**Exercise requirements:** Please write out each entry exactly as it appears.
···
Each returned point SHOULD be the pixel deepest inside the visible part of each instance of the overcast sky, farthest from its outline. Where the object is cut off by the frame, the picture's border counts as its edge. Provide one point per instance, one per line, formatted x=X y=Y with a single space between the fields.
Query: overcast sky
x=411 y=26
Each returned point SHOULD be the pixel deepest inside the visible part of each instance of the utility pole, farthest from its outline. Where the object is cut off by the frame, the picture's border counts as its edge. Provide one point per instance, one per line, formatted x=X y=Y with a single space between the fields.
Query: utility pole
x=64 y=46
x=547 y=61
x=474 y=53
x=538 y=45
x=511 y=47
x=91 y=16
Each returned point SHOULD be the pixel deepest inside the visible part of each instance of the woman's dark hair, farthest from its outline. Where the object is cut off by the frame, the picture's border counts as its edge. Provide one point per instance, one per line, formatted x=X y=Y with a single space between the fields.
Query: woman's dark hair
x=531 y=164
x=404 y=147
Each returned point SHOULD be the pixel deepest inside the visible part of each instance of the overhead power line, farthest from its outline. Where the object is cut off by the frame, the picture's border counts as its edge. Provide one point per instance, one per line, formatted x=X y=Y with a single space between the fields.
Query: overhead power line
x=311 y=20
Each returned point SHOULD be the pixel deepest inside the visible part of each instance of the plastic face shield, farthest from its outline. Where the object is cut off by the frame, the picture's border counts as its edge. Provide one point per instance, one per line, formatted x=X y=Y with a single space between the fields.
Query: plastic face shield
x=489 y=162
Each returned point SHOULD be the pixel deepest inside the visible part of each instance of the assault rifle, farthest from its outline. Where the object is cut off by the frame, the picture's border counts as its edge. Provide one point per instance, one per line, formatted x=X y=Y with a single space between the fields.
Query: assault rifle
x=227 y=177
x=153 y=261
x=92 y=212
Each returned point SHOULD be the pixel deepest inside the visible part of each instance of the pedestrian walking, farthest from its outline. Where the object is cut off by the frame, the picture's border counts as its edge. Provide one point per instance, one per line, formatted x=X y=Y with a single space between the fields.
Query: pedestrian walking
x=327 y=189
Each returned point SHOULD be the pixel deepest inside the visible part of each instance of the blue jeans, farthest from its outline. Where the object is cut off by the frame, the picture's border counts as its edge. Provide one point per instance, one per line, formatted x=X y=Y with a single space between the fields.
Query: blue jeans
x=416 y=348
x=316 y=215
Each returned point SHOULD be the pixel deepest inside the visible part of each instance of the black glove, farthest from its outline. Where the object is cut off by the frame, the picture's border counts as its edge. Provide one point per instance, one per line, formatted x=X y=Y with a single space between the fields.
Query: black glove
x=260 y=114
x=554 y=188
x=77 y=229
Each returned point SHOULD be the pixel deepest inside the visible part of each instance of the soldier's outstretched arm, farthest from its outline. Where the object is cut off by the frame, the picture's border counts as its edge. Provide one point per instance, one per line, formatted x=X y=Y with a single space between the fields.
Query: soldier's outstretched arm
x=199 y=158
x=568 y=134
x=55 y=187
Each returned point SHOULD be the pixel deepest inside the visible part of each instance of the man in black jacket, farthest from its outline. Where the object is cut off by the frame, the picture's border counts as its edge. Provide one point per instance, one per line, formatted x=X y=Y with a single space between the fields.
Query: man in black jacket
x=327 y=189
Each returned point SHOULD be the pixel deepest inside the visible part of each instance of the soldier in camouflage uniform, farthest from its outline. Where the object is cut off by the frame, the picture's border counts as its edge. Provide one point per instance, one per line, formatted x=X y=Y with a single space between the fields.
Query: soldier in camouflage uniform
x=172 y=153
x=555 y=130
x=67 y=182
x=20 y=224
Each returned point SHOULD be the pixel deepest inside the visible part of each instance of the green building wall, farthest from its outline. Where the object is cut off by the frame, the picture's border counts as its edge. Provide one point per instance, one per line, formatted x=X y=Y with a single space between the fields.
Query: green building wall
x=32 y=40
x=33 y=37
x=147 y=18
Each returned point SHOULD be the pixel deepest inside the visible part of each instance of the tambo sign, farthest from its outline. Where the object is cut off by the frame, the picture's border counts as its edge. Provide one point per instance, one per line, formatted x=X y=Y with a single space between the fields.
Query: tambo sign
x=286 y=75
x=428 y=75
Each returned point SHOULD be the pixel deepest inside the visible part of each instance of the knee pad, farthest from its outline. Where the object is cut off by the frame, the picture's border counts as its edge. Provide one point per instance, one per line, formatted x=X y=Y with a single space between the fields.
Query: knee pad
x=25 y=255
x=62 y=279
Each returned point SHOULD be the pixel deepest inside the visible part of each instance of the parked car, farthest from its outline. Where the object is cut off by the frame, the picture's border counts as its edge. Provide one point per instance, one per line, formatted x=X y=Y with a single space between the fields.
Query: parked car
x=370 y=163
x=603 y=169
···
**Task output:**
Each returned point SHOULD be the pixel deepest inside the visible part of each instance of the overcast sky, farthest from its outline. Where the object is cut off by the frame, the picture's border counts as its edge. Provide one point per instance, one per line, formatted x=X y=Y with a single space between the fields.
Query: overcast sky
x=411 y=26
Each returned point SHOULD be the pixel deepest inside the visible part of each instance of the utility pole, farthest from its outline. Where the object is cut off by the frame, the picture's border counts as its edge. Provide one point per instance, one per line, formatted x=X y=Y with a single space between the fields.
Query: utility pole
x=64 y=46
x=547 y=61
x=474 y=53
x=538 y=45
x=511 y=47
x=91 y=16
Each returned point SHOULD be the pixel deepest inside the visible part of each instance of the woman's dark hair, farthest from its outline. Where the object is cut off by the frame, the picture's border counts as its edge. Provide one point per instance, one per line, formatted x=X y=Y with a single space between the fields.
Query: woman's dark hair
x=531 y=164
x=404 y=147
Each returned point SHOULD be the pixel deepest inside the visible part of each instance of the overhead power line, farthest from its outline. Where the object is cut off by the frame, the picture's border counts as its edge. Provide one point per instance, one per line, formatted x=X y=Y with a single space between the fields.
Query: overhead power line
x=311 y=20
Each returned point SHOULD be the pixel deepest inside the visible part of each instance of the plastic face shield, farthest from its outline. Where the object is cut off by the frame, the picture's border counts as its edge. Provide one point per instance, one per line, formatted x=X y=Y with a single space between the fields.
Query: plastic face shield
x=489 y=162
Each returned point SHOULD be the pixel deepest inside the visible part of each instance of the assault rifle, farthest from its outline. Where the object is cut off by the frame, the picture's border counts as its edge. Provide one point per instance, one per line, formatted x=X y=Y with a single space between the fields.
Query: assault rifle
x=227 y=177
x=153 y=261
x=92 y=212
Each returned point SHOULD be the pixel deepest inside the visible part of each instance of the pedestrian walking, farthest from its outline. Where the object is cut off by the frame, the picture's border counts as its edge. Provide one point per instance, one per line, formatted x=X y=Y with a single space between the fields.
Query: pedestrian walking
x=327 y=189
Each returned point SHOULD be the pixel deepest inside the visible part of each instance of the blue jeans, farthest from its outline. Where the object is cut off by the frame, the picture's border counts as its edge. Provide one point per instance, one per line, formatted x=X y=Y with a single space between the fields.
Query: blue jeans
x=416 y=348
x=316 y=215
Each returned point SHOULD be the pixel deepest inside the visible part of each instance of the black glove, farthest from its outline. Where the object is cut off by the frame, the picture's border counts as its edge. Provide one point per instance, one per line, formatted x=X y=Y with a single space between the fields.
Query: black glove
x=260 y=114
x=554 y=188
x=77 y=229
Each returned point SHOULD be the pixel deepest inside the visible part of each instance of the soldier's outstretched arm, farthest from its outline. Where the object is cut off by the frame, the picture's border counts as its edge. Provide one point per instance, one per line, formatted x=X y=Y with a single space between the fields.
Query: soldier's outstretched arm
x=199 y=158
x=568 y=134
x=55 y=187
Each returned point SHOULD be the pixel deepest inside the visible part of each instance of the man in black jacket, farthest from its outline. Where the object is cut off by the frame, the picture's border counts as its edge. Provide one point per instance, one per line, formatted x=X y=Y with a single space between the fields.
Query: man in black jacket
x=327 y=189
Each returned point SHOULD be the pixel deepest inside the visible part of each instance of the soldier in camouflage uniform, farthest from its outline. Where the object is cut off by the frame, the picture's border counts as its edge. Provide one point per instance, one per line, formatted x=X y=Y with a single space between the fields.
Query: soldier in camouflage uniform
x=172 y=153
x=555 y=130
x=67 y=182
x=20 y=224
Each returned point SHOULD be the pixel deepest inside the visible part of each instance of the green building wall, farthest from its outline. Where the object is cut off by the frame, the picture's border counts as its edge. Provide one point per instance, one per line, formatted x=X y=Y with a single space between the fields.
Query: green building wall
x=32 y=40
x=33 y=37
x=147 y=18
Each returned point SHOULD be the pixel deepest inside the visible part of each instance of the tambo sign, farthest from its outline. Where the object is cut off by the frame, the picture's border counts as its edge. Provide one point per instance, one per line, formatted x=X y=Y with a single space between the fields.
Query: tambo sign
x=286 y=75
x=428 y=75
Each returned point SHOULD be the pixel deepest inside the visible part of each instance of the knee pad, farthest from its outline. Where the object is cut off by the frame, the picture's border counts as its edge. Provide one point per instance, one per line, formatted x=X y=Y with a single space between the fields.
Query: knee pad
x=25 y=255
x=62 y=279
Each returned point SHOULD be the pixel deepest inside the visible part of each instance of the parked car, farthest from its outline. Where the object is cut off by the frame, the picture's border counts as its edge. Provide one point per instance, one per line, formatted x=X y=Y with a single space between the fields.
Query: parked car
x=370 y=163
x=603 y=169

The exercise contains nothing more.